Pull out every one of the lines below and reproduce each without any change.

SUPPLIED MATERIAL —
══════════

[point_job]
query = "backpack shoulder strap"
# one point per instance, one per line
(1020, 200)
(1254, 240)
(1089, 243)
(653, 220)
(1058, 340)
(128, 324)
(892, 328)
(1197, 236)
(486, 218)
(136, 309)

══════════

RESULT OF THIS EXERCISE —
[point_job]
query = "backpack shoulder strap"
# one point per instance, one per line
(1020, 200)
(1254, 240)
(1089, 243)
(653, 220)
(1058, 340)
(128, 324)
(892, 328)
(1197, 236)
(486, 218)
(136, 309)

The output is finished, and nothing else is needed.